We will plot the J=1-0 and J=2-1 spectra towards the cloud centre, cross sections of the J=1-0 and J=2-1 excitation temperature distributions, and a map of the line area W for the J=1-0 transition.

V, T10 = LOC_read_spectra_3D('test_CO_01-00.spe')
V, T21 = LOC_read_spectra_3D('test_CO_02-01.spe')
Tex10  = LOC_read_Tex_3D('test_CO_01-00.tex')
Tex21  = LOC_read_Tex_3D('test_CO_02-01.tex')
NY, NX, NCHN = T10.shape  # number of pixels and channels

# One spectrum from (about) the model centre
subplot(221)
plot(V, T10[NY//2, NX//2, :], 'b-', label='T(1-0)')
plot(V, T21[NY//2, NX//2, :], 'r-', label='T(2-1)')
legend(loc='lower center')
title("Centre spectra (K)")
xlabel(r'$v \/ \/ \rm (km s^{-1})$')
ylabel(r'$T \rm _A \/ \/ (K)$')

# Cross section of the Tex(1-0) cube
subplot(222)
imshow(Tex10[:,:, Tex10.shape[2]//2])
title("J=1-0 excitation temperature (K)")
colorbar()

# Cross section of the Tex(2-1) cube
subplot(223)
imshow(Tex21[:,:, Tex21.shape[2]//2])
title("J=2-1 excitation temperature (K)")
colorbar()

# J=1-0 line area
subplot(224)
W     =  (V[1]-V[0])*sum(T10, axis=2)
imshow(W)
title("Line Area W(1-0) (K km/s)")
colorbar()

show()

The script produces the following figure. The grainy appearance of the Tex and W maps is not caused by numerical noise but by the random velocity field. This can be easily confirmed by recalculating the model without the random velocities (e.g. setting “velocity 0.0” in the ini file or recreating the cloud with some systematic velocity field). The above python programmes (cloud creation and plotting) can be found in LOC_Cartesian_test.zip in the LOC directory of our GitHub page .
============
WORK INSTRUCTIONS — According to the text on plotting the CO model results, what causes the grainy appearance of the Tex and W maps?

Dataset excerpt —
============
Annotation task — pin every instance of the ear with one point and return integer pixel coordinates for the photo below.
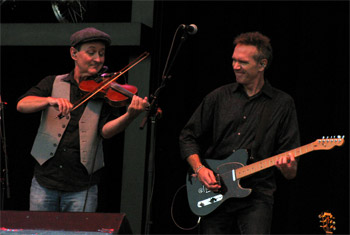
(73, 53)
(262, 64)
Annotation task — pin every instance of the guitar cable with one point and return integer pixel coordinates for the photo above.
(172, 214)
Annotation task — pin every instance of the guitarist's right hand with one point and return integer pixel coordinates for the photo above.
(208, 179)
(205, 175)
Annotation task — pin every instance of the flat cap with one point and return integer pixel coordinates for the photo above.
(88, 35)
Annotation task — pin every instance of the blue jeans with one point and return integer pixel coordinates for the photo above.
(239, 216)
(43, 199)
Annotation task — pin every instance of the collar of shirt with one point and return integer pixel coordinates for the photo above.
(266, 89)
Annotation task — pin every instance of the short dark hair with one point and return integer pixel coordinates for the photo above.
(260, 41)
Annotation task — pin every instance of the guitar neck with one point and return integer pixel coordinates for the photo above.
(269, 162)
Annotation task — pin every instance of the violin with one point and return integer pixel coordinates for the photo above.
(115, 94)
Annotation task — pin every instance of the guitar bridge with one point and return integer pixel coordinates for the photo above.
(210, 201)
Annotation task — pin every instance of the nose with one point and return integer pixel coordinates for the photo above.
(236, 65)
(99, 58)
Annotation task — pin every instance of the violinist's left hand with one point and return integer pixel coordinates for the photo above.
(287, 165)
(137, 106)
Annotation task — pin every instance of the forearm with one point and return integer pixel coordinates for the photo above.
(31, 104)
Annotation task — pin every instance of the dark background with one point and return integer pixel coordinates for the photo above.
(311, 63)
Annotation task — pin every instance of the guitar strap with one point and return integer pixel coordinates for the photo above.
(261, 129)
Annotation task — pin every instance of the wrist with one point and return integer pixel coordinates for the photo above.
(200, 167)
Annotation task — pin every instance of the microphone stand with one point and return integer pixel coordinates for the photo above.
(153, 114)
(4, 179)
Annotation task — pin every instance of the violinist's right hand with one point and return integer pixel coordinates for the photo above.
(61, 104)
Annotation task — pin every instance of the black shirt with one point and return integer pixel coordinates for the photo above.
(64, 171)
(227, 120)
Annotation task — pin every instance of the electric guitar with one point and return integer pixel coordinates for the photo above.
(328, 222)
(230, 170)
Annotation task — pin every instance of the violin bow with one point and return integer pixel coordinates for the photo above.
(116, 75)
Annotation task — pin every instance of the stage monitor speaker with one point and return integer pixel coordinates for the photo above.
(42, 222)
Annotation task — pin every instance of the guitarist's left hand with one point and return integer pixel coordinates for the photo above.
(287, 165)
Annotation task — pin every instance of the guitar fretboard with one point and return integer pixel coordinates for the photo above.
(269, 162)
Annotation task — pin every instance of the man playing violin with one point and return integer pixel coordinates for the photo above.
(228, 119)
(68, 150)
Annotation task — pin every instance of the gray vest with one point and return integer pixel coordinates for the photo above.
(51, 130)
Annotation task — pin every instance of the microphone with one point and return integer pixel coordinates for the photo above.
(190, 29)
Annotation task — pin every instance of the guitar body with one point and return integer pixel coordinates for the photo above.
(230, 170)
(203, 201)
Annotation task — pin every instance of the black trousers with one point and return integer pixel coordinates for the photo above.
(251, 215)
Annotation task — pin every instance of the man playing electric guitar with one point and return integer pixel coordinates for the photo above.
(248, 114)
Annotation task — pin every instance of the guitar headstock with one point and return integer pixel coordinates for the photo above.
(327, 143)
(327, 221)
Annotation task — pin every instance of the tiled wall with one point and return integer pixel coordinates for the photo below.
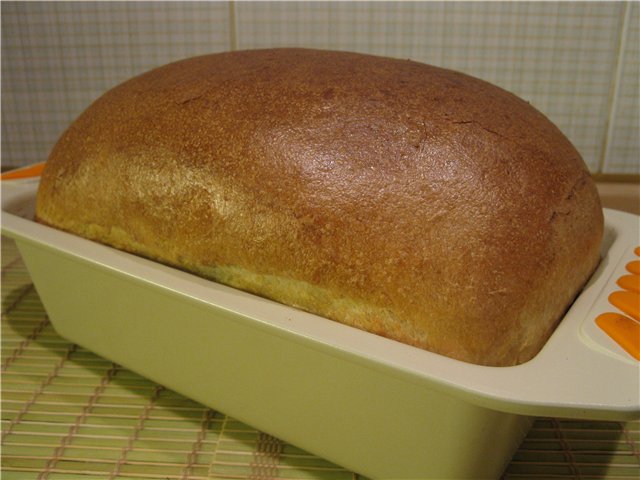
(576, 62)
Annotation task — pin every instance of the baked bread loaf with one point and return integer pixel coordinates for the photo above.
(410, 201)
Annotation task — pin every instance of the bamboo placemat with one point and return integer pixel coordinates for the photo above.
(69, 414)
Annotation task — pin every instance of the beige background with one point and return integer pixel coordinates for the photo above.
(578, 62)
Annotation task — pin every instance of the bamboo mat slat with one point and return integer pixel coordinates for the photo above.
(69, 414)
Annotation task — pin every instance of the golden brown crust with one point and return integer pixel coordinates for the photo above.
(412, 201)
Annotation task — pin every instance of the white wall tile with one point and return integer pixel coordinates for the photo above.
(563, 57)
(559, 56)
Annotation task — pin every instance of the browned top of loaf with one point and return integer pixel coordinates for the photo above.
(446, 201)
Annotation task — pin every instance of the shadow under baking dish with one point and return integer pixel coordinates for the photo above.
(375, 406)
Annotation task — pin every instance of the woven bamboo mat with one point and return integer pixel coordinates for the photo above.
(69, 414)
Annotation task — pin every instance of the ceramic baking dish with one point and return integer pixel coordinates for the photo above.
(373, 405)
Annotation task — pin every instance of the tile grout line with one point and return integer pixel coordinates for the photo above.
(233, 27)
(615, 86)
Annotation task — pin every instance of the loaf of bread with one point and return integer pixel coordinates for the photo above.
(410, 201)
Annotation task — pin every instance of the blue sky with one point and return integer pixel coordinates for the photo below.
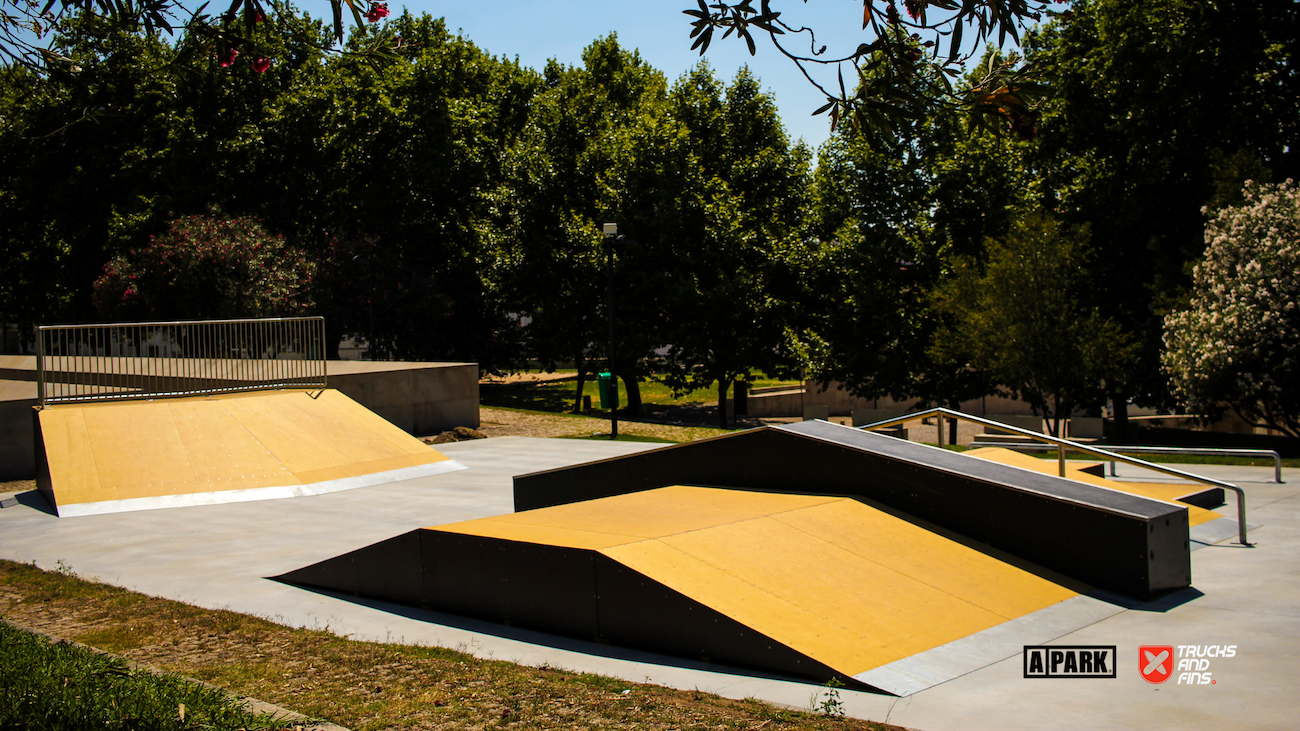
============
WRITTEN SOLUTION — The random velocity field, not numerical noise.